▶ _Required task_: Swap "swan" for "goose" everywhere it appears in the material below, and write out all of it again with nothing else changed.

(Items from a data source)
☆ ☆ ☆ ☆

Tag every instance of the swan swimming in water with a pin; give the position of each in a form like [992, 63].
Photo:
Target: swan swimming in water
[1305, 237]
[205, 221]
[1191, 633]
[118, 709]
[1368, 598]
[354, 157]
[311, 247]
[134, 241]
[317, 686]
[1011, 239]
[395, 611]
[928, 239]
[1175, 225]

☆ ☆ ☆ ☆

▶ _Task output_:
Tag every instance of the goose swimming in water with a pin; give the position of each in a form like [992, 63].
Photo:
Target: goose swimming in water
[1305, 237]
[205, 221]
[1191, 633]
[118, 709]
[1368, 598]
[354, 157]
[311, 247]
[134, 241]
[317, 686]
[1011, 239]
[395, 611]
[928, 239]
[1175, 225]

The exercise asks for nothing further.